■ **WHAT THE EXERCISE ASKS**:
Recast the material below as a Markdown table with two columns, Row and Line, giving each line of the material its own row and leaving out any blank lines.

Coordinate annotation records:

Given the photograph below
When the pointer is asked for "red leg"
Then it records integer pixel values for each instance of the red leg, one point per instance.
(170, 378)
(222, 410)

■ **SOLUTION FOR THIS TASK**:
| Row | Line |
|---|---|
| 1 | Given the photograph below |
| 2 | When the pointer is asked for "red leg" |
| 3 | Then it records integer pixel values for each instance of the red leg, one point per instance. |
| 4 | (170, 378) |
| 5 | (222, 410) |